Start of Provided passage

# BROADBAND really rockband



## overdose_14 (Mar 20, 2006)

Hi guys
Whoever got a broadband connection are free to reply in this post
Those who dont have a broadband connection are also free to reply in this post

So I get around 512kbps
But my download speed is around 64kbps
Why is that so?


----------



## gxsaurav (Mar 20, 2006)

u r using a 512 kb connection which means 512/8 = 64 KBps


----------



## pickster (Mar 20, 2006)

he's right.
I have a connection of 256 Kb/s & I get download speed of about 32 KB/s


----------



## dIgItaL_BrAt (Mar 20, 2006)

pickster said:
			
		

> I have a connection of 256 Kb/s & I get download speed of about 32 Kb/s



^what he said.


----------



## nishant_nms (Mar 20, 2006)

dIgItaL_BrAt said:
			
		

> pickster said:
> 
> 
> 
> ...



He means *KBps*


----------



## ~Phenom~ (Mar 20, 2006)

I have Dataone Broadband
256kbps and download of 32 KBps


----------



## dIgItaL_BrAt (Mar 20, 2006)

oops!
my bad.


----------



## manas (Mar 20, 2006)

I have Ortel Broadband
256kbps and download speeds of 50kbps


----------



## grinning_devil (Mar 21, 2006)

manas said:
			
		

> I have Ortel Broadband
> 256kbps and download speeds of 50kbps




  
correct this yourself !!!


----------



## theraven (Mar 21, 2006)

OMG ... AGAIN WITH THE  BITS AND BYTES ..
ok we're gonna make a sticky soon

GET THIS
you have 256 / 512 kbps connection
thats kilobits per second
1BYTE = 8 BITS
hence divide the figure by 8 

hence 256kbps = 32kBps 
512kbps = 64kBps

b = bits
B = bytes ..

ARRGHH SOMEOENE
lets write a BINARY and bit byte tutorial now !!!!!


----------



## grinning_devil (Mar 21, 2006)

yikes!!! raven man u have some patience i must say...!! on seeing the mix-n-match of bits and bytes once again i had no courage left in me to correct him!!

and yes we DO need a sticky for this...
but on the other hand,how many do u think will have a look at sticky before posting something like this??


----------



## theraven (Mar 21, 2006)

well our job is to point them out
then the new rules take over 
so we can just put our hands up n say its the members fault for not noticin/ reading the rules


----------



## Vyasram (Mar 21, 2006)

i have a BSNL 256kbps BBand, I get 35 KBps while downloading and 18 KBps max while uploading.


----------



## overdose_14 (Mar 22, 2006)

Got it
Nice thanks


----------



## nix (Mar 23, 2006)

i get 35-40KB/s and 45-50KB/s on limewire during daytime.

End of Provided passage

▶ [Written instruction]:
Continue the forum thread on broadband speeds, picking up after its final post. The listing that follows is separate material, unrelated to the broadband thread.

Start of Supplied data

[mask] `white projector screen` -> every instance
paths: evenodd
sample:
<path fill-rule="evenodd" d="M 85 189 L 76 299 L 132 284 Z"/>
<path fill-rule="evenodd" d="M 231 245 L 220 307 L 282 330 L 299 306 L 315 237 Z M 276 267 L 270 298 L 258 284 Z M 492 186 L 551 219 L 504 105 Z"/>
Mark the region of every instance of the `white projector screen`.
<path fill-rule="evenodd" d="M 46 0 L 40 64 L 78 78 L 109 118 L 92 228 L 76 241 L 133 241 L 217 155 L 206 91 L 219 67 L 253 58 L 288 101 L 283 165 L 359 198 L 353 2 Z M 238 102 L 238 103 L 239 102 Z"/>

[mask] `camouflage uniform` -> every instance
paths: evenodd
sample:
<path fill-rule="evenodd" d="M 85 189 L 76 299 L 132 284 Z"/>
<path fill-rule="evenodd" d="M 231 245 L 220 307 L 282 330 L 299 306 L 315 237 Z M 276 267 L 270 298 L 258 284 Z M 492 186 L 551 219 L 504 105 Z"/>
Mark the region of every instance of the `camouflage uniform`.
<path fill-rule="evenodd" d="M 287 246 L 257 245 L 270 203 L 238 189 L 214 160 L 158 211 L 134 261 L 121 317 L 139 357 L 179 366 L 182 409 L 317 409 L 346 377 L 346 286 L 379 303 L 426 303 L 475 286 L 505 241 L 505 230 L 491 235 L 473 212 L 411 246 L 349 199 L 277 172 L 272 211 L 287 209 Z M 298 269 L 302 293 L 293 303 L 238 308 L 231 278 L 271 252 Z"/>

End of Supplied data

▶ [Reply to the exercise]:
----------



## roccstar2 (Mar 24, 2006)

I have BSNL 256kbps BroadBand connection, I get about 35 KBps while downloading stuff..

I am using their rent free trial offer for the next 2 months... 

Wat is their best broadband connection plan? I mean best in value for money..


----------



## freakabhishek (Mar 24, 2006)

i am sorry to dissapoint u people but i get a speed of about 1 MBPS from a 256 kbps


----------



## grinning_devil (Mar 24, 2006)

freakabhishek said:
			
		

> i am sorry to dissapoint u people but i get a speed of about 1 MBPS from a 256 kbps




WTF are you talking about ???


----------



## gary4gar (Mar 25, 2006)

freakabhishek said:
			
		

> i am sorry to dissapoint u people but i get a speed of about 1 MBPS from a 256 kbps




  i am irritated. just think before u post     refer to the post of THERAVEN 5,6 times may be u get something.hope u will


----------



## freakabhishek (Mar 26, 2006)

gary4gar said:
			
		

> freakabhishek said:
> 
> 
> 
> ...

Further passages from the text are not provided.